*Data provided:*
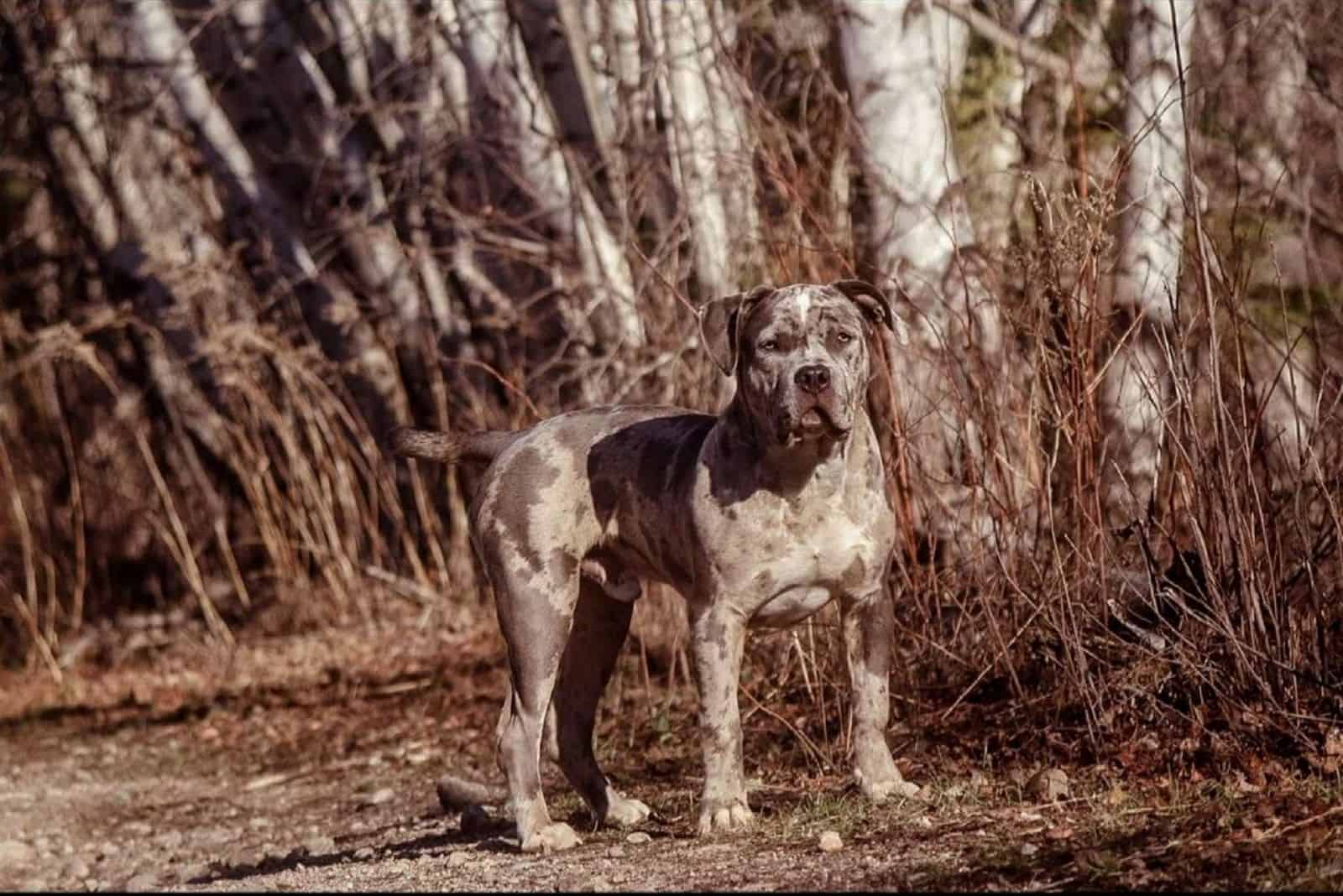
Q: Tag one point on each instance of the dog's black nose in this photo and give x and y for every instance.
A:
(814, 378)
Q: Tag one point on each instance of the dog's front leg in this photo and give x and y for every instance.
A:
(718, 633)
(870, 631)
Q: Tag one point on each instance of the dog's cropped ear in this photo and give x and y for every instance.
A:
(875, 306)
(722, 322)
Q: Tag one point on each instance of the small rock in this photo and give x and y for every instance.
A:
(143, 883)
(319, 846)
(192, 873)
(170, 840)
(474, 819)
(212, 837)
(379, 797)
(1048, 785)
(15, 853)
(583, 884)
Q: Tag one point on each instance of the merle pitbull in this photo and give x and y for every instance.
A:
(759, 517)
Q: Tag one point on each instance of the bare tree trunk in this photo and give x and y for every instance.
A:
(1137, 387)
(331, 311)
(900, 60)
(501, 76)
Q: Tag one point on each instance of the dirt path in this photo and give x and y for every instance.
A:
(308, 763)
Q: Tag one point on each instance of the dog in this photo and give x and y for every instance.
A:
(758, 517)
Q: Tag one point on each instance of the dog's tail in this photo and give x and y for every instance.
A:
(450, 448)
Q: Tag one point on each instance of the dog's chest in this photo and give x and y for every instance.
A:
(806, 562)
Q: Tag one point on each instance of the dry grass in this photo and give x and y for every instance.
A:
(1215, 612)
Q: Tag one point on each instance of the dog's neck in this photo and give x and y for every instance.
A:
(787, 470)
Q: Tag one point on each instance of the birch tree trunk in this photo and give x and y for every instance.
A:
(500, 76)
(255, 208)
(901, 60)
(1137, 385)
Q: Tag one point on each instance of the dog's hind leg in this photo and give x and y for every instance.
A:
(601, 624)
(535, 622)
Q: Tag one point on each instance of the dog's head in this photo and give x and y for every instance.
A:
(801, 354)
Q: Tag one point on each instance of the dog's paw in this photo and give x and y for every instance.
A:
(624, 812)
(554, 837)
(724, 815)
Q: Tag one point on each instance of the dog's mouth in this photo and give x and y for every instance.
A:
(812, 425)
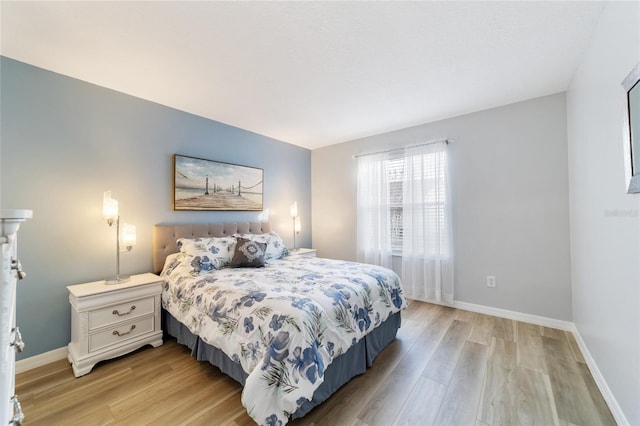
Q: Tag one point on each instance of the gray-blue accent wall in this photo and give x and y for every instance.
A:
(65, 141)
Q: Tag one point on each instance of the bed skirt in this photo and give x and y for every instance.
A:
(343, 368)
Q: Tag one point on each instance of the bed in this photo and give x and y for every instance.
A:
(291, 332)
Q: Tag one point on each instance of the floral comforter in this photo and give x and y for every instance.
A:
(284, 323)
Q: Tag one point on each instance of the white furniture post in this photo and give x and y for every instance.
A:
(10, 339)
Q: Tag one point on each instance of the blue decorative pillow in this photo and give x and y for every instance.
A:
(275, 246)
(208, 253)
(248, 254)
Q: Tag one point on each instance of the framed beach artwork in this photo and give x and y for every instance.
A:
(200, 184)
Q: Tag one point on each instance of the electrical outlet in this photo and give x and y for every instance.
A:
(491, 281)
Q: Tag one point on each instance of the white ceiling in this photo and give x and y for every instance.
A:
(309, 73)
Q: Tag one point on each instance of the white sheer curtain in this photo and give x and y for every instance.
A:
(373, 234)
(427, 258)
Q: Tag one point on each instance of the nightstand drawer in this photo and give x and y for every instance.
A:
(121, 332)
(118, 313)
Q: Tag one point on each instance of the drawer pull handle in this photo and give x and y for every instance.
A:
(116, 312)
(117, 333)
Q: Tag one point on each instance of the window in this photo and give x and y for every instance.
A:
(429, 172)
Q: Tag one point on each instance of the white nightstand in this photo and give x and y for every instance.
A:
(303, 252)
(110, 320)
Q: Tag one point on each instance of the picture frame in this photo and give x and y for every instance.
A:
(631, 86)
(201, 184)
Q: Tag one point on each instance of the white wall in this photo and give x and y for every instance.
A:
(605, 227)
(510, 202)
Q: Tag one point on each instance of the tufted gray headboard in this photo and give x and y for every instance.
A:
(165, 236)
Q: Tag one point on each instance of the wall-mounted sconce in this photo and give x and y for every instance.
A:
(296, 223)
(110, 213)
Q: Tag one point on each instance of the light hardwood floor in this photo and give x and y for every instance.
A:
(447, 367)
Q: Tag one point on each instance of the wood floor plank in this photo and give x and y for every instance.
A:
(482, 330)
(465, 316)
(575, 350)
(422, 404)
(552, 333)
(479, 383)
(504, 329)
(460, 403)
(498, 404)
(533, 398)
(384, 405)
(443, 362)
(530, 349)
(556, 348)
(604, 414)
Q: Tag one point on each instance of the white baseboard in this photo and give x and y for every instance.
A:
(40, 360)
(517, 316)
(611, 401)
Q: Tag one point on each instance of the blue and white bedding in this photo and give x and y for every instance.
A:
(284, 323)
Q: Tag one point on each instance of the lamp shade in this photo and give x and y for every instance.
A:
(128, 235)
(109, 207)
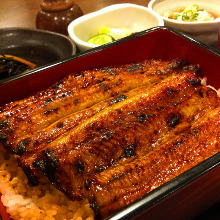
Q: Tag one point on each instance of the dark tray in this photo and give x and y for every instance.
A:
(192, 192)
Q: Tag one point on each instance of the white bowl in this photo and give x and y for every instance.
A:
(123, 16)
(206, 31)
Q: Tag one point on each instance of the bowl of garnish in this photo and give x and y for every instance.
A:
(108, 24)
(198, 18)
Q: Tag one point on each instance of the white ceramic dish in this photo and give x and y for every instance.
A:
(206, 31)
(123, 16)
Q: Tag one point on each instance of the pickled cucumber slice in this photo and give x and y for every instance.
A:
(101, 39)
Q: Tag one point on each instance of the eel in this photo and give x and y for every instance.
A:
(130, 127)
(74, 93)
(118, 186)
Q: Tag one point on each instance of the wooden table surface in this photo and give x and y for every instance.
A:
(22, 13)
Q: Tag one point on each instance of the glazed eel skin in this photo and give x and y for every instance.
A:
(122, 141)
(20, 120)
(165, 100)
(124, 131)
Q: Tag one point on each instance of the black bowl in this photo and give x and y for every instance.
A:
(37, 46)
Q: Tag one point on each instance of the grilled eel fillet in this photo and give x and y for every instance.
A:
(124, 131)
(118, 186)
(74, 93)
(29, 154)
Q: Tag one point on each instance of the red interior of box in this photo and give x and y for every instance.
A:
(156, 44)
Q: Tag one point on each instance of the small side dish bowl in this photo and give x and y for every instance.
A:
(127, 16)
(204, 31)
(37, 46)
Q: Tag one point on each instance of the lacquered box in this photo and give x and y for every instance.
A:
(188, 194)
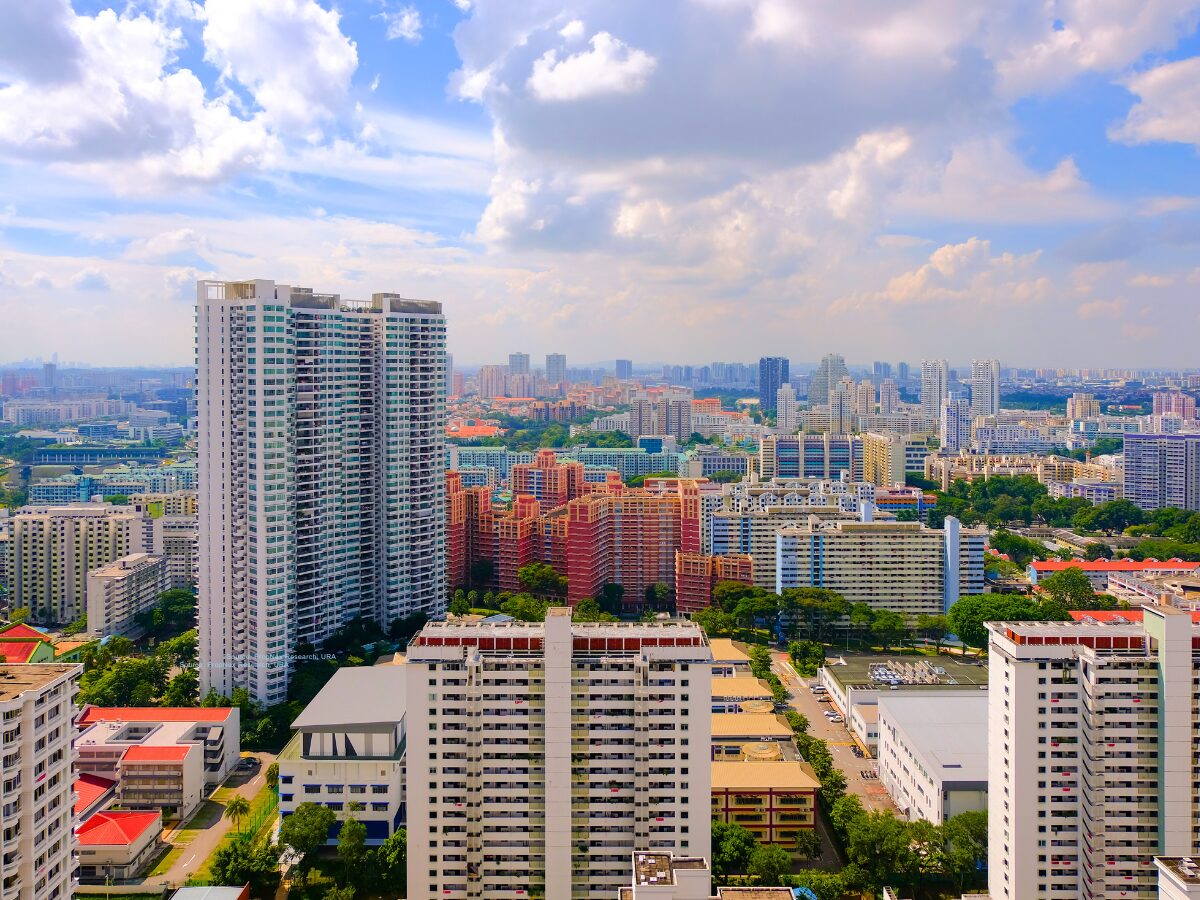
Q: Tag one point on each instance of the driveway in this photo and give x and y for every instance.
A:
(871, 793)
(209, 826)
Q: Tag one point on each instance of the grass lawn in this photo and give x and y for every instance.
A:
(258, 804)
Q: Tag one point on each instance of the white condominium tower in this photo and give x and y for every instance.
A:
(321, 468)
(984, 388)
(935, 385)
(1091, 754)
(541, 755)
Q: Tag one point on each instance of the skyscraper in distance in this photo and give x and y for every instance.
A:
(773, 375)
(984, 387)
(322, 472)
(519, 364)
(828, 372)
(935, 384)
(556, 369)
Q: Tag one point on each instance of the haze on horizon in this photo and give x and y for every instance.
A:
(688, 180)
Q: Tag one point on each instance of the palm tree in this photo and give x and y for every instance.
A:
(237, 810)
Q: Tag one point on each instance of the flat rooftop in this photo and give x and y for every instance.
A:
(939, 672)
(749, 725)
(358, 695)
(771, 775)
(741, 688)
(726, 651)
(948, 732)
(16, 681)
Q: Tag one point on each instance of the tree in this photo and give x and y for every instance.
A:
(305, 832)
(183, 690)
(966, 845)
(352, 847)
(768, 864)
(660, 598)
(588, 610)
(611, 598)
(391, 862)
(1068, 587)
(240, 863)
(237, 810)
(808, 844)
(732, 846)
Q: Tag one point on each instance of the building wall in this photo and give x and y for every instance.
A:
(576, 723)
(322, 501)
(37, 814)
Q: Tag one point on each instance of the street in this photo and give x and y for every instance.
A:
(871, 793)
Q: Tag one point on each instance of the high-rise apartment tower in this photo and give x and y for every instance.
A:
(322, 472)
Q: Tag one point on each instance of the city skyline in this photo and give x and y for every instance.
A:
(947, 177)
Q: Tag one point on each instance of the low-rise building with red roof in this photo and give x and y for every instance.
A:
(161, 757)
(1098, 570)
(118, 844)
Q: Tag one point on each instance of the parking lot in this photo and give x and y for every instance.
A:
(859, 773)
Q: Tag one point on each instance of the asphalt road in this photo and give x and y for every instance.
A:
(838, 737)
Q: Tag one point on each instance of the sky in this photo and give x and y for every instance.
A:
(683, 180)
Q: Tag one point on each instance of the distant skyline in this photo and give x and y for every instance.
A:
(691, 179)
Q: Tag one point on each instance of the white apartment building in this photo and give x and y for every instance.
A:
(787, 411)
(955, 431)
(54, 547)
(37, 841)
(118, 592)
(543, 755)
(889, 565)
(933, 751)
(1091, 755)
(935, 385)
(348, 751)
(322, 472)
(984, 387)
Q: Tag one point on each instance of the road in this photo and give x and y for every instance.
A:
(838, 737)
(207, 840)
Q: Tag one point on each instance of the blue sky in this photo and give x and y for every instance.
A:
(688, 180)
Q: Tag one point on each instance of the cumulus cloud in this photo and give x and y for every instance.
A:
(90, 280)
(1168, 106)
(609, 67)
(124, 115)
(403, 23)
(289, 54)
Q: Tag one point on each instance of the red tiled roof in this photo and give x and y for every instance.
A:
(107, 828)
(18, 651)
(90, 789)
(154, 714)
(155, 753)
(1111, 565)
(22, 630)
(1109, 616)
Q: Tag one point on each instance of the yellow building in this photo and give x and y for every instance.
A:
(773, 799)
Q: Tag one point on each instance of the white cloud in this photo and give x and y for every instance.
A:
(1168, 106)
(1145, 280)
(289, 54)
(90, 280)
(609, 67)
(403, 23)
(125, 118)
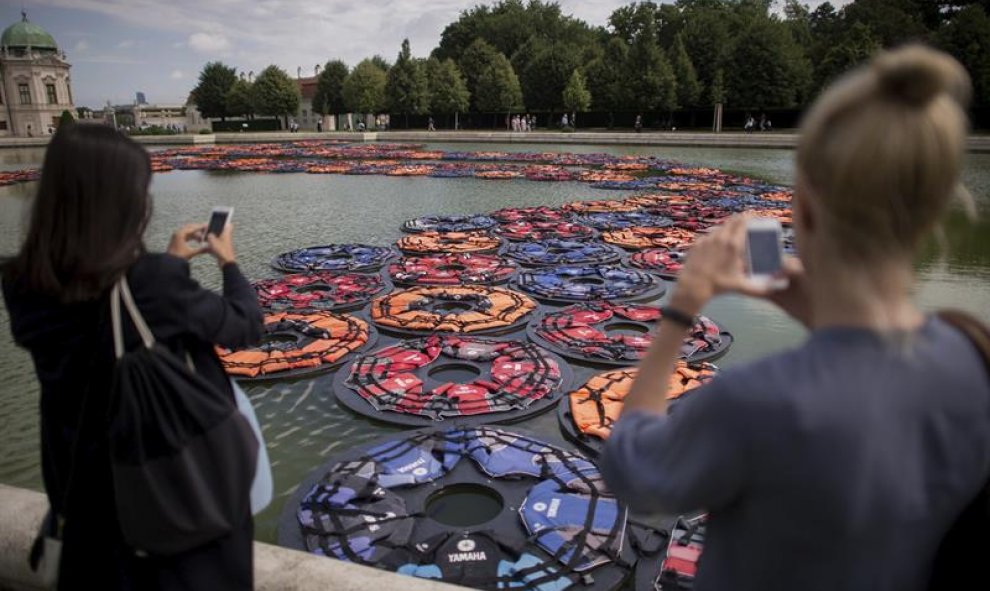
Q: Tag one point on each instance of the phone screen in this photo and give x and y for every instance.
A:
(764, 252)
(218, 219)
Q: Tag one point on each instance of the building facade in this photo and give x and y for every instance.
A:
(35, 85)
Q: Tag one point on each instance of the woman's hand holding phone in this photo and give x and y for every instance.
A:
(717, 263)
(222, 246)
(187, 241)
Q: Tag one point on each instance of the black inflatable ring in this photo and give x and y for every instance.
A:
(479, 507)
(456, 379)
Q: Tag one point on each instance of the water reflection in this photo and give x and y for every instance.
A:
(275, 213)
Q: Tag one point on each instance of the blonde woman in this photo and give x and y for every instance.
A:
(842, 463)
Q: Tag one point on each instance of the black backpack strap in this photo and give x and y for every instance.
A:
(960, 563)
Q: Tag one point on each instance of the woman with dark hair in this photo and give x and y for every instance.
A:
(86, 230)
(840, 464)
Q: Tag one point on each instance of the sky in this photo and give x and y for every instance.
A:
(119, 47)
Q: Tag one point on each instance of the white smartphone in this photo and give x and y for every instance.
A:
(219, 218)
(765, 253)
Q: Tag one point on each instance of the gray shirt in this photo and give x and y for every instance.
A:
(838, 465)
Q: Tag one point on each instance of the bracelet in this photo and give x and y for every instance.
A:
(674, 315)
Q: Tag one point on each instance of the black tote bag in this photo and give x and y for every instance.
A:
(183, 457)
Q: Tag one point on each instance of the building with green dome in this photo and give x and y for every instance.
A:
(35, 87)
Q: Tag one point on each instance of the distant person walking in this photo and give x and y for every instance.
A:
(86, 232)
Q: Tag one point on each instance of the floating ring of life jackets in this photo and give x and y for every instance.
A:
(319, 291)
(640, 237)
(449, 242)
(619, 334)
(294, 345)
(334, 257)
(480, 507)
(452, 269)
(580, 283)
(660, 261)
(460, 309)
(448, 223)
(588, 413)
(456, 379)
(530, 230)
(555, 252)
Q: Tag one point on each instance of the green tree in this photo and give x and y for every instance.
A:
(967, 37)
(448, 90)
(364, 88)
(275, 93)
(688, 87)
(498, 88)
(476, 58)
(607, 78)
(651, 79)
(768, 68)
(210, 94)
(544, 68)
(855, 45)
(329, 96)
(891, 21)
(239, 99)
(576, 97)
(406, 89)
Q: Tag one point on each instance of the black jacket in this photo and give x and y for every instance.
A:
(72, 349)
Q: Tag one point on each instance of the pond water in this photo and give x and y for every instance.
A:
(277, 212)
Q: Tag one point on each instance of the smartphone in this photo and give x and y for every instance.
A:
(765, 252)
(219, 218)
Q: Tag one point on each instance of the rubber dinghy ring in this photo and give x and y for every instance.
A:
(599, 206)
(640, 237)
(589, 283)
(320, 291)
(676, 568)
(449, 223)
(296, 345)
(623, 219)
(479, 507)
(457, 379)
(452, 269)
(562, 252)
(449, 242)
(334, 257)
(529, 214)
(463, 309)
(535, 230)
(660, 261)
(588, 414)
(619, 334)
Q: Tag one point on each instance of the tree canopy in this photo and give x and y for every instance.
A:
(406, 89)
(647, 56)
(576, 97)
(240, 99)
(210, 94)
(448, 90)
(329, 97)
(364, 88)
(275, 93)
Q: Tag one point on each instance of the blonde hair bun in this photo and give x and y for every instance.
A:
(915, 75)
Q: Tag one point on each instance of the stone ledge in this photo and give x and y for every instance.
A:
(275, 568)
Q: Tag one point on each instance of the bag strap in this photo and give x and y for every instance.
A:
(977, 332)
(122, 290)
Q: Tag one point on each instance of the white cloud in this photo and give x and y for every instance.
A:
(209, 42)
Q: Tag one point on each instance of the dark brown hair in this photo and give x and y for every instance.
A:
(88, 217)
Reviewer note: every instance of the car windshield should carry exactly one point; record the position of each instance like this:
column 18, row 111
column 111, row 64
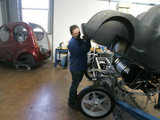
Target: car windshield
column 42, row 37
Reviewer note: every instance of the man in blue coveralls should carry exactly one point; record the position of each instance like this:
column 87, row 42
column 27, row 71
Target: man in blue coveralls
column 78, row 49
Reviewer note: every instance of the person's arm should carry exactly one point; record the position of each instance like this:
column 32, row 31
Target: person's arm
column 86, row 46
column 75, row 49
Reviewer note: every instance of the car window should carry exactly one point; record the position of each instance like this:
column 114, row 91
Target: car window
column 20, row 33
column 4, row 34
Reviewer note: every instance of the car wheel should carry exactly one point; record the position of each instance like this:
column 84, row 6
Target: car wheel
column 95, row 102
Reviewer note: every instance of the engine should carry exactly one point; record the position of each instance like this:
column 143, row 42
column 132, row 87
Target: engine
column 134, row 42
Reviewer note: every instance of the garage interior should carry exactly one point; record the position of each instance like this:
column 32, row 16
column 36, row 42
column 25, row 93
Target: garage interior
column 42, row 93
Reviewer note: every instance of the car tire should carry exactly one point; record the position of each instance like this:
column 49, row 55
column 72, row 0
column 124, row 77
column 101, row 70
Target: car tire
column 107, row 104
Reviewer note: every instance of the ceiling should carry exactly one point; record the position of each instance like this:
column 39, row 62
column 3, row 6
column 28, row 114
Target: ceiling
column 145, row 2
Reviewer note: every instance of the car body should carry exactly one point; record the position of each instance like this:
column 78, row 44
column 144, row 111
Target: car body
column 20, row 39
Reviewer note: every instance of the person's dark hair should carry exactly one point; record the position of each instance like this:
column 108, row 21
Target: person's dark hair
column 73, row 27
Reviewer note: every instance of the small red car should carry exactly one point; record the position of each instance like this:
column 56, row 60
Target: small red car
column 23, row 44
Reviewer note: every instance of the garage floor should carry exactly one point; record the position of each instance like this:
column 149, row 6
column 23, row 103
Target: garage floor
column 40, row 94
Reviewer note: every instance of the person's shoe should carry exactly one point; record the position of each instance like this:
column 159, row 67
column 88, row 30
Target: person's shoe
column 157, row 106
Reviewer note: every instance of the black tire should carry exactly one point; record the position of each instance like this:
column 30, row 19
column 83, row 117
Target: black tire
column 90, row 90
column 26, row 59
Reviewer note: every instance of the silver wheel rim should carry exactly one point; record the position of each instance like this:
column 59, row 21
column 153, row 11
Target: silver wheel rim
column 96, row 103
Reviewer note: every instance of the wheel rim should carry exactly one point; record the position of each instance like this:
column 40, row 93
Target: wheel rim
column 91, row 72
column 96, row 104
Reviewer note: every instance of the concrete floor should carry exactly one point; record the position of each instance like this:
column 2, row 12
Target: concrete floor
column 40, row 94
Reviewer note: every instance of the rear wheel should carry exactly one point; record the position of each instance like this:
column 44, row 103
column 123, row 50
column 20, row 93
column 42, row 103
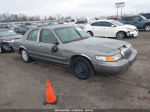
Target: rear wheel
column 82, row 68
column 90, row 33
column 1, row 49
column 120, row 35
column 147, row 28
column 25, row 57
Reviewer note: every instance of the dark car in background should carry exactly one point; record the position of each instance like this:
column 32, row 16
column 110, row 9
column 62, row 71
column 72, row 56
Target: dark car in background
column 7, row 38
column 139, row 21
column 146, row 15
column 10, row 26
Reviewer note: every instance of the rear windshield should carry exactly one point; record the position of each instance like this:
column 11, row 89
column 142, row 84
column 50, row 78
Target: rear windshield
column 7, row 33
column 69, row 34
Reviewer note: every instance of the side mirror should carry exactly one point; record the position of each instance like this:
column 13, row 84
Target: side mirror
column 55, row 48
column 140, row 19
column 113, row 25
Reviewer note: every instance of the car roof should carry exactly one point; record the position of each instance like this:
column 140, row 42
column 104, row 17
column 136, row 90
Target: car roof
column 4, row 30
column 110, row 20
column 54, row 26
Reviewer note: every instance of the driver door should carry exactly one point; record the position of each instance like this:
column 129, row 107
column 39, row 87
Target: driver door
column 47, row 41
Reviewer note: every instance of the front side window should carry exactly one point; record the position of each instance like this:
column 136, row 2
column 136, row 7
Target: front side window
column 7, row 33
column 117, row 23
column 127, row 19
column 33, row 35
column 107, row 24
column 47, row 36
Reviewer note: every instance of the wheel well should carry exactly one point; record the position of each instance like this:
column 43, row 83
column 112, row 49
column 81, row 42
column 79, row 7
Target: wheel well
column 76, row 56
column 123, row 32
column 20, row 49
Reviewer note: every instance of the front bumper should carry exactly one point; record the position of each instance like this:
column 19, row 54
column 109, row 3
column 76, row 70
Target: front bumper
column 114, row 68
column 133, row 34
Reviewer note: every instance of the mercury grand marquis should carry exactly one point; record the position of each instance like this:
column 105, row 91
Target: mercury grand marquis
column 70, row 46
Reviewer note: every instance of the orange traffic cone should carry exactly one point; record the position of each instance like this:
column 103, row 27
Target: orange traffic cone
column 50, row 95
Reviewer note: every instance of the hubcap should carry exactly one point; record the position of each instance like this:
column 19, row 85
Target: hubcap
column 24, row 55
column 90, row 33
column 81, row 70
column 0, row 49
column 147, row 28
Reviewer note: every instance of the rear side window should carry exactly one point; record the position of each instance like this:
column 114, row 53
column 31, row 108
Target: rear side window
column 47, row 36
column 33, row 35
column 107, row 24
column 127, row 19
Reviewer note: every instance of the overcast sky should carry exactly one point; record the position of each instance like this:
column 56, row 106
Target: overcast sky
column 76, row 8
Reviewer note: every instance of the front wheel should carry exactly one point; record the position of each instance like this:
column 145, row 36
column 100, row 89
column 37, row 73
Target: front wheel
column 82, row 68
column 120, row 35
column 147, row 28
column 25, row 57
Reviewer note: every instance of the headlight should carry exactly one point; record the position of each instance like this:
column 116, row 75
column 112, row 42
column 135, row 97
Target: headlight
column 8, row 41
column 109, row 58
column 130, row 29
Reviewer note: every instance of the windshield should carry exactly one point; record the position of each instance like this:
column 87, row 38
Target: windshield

*Aim:*
Begin with the line that contains "Reviewer note: every instance of the rear side" and end with the last line of the records; set down every line in that span exactly, and nothing else.

*Full output:*
Reviewer note: every instance of the rear side window should carry exactly one point; record the position of each instance like this:
column 114, row 53
column 31, row 108
Target: rear side window
column 47, row 36
column 33, row 35
column 107, row 24
column 127, row 19
Reviewer note: every instance of the overcast sky should carry exactly one point; record the position of each instance like this:
column 56, row 106
Target: overcast sky
column 76, row 8
Reviewer note: every instance of the front wheel should carry exactly one point; record the position of each instance like this:
column 145, row 36
column 100, row 89
column 37, row 73
Target: front wheel
column 82, row 68
column 120, row 35
column 147, row 28
column 25, row 57
Reviewer note: every instance of the headlight should carry exactly one point; record the position of each instance like this:
column 116, row 75
column 112, row 42
column 135, row 97
Target: headlight
column 8, row 41
column 109, row 58
column 130, row 29
Reviewer note: every instance of the windshield should carry exactly one point; record the position of each instance like this:
column 87, row 38
Target: windshield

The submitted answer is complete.